§ **Provided data**:

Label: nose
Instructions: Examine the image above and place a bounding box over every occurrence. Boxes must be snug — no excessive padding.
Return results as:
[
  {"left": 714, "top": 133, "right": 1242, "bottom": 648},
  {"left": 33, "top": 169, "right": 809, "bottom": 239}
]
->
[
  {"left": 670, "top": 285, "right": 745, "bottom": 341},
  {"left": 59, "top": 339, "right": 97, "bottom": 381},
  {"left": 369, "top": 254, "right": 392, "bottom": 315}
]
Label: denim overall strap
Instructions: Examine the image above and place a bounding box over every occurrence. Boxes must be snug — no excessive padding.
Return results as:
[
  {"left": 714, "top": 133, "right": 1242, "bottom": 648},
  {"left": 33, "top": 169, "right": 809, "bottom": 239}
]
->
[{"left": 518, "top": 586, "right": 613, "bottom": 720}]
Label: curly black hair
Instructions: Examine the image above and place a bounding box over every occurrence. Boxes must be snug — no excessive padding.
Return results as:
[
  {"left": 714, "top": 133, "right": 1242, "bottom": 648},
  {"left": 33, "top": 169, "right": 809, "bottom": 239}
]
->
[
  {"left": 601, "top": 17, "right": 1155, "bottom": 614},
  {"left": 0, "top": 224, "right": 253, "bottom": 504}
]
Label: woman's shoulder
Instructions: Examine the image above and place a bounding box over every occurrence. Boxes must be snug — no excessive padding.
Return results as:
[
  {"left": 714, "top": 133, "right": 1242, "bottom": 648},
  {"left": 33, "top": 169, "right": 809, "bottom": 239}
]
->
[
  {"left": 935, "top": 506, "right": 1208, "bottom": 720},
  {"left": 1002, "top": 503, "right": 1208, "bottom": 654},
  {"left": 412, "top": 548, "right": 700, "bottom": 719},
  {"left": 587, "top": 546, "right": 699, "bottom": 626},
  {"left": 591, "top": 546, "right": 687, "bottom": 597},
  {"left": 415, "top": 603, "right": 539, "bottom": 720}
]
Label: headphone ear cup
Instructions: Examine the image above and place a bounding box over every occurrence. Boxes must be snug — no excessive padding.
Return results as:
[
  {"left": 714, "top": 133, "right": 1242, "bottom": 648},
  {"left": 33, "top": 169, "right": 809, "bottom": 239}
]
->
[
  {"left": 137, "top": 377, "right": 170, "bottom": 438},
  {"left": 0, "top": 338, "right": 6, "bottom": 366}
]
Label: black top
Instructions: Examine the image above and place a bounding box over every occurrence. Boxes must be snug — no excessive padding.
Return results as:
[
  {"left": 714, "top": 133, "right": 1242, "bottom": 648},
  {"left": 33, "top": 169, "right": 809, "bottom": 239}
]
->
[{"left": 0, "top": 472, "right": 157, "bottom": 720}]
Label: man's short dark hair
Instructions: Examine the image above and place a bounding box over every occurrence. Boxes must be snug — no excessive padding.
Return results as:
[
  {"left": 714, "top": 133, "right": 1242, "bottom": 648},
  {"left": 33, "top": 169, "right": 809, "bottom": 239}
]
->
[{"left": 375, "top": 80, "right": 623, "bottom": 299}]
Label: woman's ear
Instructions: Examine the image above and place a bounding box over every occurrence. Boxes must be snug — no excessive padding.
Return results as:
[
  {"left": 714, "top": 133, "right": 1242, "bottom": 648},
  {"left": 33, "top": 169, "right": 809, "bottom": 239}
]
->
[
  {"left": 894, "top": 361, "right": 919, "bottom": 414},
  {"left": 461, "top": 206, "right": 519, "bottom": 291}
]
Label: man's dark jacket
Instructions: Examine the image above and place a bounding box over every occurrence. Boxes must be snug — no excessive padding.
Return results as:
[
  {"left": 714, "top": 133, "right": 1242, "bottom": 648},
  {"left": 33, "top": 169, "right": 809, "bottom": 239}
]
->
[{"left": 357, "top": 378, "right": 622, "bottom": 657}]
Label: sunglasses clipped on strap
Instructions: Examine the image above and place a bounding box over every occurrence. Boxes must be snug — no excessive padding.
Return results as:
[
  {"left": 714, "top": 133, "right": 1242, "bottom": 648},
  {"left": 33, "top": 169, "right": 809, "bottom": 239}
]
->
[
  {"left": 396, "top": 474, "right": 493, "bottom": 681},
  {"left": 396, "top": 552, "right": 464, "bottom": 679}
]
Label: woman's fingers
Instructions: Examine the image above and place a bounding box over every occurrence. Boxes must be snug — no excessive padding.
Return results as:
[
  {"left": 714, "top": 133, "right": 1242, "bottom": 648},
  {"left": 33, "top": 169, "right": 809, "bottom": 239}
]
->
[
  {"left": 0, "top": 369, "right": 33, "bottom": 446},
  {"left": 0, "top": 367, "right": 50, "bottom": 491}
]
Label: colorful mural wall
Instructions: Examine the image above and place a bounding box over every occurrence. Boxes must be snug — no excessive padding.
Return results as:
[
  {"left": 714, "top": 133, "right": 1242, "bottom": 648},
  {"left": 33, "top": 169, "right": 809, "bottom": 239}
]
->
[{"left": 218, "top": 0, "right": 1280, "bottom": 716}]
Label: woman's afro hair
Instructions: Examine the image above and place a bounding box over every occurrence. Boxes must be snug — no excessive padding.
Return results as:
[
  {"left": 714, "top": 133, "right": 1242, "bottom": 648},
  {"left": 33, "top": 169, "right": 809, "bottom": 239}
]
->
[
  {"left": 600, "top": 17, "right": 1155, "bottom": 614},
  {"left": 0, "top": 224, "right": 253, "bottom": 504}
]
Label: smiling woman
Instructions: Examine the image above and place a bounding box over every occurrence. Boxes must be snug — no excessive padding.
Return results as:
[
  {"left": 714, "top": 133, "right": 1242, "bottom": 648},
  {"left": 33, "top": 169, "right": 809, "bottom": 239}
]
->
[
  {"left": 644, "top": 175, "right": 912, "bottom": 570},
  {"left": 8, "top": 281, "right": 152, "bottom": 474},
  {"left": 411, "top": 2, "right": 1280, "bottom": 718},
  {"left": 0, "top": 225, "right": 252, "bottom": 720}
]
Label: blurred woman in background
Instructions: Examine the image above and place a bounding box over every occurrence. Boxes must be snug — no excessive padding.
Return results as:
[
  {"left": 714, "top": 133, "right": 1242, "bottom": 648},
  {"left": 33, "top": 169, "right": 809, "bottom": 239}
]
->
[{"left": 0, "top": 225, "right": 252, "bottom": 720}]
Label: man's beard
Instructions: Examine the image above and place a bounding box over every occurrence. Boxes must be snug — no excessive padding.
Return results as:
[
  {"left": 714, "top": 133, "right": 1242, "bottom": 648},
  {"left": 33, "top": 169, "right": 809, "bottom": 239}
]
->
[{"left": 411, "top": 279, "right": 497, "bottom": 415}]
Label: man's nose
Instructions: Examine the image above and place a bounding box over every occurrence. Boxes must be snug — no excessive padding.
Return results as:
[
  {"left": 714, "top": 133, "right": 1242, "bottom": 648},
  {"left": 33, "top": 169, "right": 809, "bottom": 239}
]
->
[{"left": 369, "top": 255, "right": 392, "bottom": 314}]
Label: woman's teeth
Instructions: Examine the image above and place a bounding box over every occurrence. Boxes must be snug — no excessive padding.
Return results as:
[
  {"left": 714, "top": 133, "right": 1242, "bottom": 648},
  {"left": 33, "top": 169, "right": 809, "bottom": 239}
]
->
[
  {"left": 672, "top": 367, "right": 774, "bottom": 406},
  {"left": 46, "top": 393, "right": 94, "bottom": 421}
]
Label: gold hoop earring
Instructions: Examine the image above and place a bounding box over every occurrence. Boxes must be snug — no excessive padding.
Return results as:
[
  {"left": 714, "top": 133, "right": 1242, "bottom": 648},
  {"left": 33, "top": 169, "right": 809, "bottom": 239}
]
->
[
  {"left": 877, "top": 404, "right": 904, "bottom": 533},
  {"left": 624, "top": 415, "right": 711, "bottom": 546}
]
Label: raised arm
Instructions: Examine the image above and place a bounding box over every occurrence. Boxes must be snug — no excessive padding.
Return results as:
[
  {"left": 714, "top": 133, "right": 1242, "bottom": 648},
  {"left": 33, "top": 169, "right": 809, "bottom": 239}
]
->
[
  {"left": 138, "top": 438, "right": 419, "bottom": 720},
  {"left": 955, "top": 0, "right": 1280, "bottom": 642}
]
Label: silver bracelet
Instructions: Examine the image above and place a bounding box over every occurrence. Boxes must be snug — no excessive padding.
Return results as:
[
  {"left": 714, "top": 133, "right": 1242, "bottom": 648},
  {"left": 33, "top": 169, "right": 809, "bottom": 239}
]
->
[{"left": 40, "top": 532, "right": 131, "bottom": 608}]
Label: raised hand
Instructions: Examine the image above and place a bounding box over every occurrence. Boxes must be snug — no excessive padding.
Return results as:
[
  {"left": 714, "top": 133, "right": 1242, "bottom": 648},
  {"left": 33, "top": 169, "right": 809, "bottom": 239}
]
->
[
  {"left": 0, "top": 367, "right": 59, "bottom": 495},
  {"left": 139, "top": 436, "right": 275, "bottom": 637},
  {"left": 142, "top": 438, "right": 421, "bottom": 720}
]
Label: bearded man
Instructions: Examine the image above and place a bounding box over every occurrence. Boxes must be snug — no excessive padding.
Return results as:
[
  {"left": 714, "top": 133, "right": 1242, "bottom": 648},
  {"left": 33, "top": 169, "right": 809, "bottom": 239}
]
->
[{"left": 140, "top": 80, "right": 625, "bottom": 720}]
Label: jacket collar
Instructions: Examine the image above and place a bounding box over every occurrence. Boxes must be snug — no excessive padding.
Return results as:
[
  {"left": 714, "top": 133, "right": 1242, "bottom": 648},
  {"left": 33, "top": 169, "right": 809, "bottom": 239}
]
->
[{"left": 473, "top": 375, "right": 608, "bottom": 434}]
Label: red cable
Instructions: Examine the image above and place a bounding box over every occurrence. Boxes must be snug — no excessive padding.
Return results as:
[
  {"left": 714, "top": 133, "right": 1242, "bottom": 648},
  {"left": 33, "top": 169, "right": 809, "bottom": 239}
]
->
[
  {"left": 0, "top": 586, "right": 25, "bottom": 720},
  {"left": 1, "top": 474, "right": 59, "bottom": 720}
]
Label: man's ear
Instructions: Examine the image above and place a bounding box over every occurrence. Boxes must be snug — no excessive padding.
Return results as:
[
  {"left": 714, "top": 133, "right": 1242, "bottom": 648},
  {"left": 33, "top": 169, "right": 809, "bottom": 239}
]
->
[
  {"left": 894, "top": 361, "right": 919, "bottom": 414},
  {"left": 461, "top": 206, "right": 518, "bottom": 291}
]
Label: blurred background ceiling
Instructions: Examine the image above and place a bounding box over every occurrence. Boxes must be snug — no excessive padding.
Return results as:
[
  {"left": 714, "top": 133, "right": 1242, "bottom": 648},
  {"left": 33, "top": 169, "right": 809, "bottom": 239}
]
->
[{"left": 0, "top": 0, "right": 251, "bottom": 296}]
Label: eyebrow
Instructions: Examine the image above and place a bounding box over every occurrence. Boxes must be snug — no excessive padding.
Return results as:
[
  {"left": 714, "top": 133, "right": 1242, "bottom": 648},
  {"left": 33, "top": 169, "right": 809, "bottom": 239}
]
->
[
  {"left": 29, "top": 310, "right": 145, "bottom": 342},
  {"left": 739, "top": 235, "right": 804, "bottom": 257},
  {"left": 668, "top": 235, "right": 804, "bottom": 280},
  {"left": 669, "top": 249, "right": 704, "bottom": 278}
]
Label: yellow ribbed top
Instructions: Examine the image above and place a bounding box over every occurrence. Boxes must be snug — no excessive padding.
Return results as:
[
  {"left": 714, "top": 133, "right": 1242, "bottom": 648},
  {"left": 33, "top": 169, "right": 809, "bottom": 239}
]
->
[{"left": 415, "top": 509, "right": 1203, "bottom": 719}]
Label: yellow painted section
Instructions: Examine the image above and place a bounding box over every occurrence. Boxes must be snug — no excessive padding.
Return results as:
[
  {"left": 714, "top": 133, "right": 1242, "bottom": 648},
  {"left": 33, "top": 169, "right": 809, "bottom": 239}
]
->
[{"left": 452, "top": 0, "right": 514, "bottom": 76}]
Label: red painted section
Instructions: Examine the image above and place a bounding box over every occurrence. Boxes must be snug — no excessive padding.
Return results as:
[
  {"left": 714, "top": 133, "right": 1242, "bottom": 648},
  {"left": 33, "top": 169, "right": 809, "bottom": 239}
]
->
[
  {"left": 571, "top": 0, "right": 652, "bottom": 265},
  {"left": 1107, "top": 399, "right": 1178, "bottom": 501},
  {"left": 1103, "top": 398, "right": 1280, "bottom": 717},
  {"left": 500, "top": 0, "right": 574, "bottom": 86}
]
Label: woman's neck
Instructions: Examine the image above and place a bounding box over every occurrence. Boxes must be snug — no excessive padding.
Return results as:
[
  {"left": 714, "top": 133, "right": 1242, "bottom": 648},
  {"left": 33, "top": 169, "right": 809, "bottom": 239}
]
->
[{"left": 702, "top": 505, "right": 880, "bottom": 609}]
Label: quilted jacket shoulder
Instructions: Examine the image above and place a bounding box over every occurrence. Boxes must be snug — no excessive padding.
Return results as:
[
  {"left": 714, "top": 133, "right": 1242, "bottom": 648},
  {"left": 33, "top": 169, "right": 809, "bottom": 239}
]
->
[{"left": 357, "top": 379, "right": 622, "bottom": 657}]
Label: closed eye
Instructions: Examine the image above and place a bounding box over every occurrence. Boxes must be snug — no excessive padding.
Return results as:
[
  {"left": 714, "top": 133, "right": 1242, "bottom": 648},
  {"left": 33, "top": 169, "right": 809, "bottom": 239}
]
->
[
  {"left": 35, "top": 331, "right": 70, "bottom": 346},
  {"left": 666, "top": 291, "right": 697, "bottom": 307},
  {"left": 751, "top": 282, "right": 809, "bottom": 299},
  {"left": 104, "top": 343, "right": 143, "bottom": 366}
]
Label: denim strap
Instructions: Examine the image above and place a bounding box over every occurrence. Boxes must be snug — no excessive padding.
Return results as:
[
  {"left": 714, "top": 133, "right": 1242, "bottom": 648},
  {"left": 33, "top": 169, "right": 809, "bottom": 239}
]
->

§ **About this exercise**:
Search the entries for the string "denim" and copy each line where it occurs.

§ **Final answer**:
Label: denim overall strap
Label: denim strap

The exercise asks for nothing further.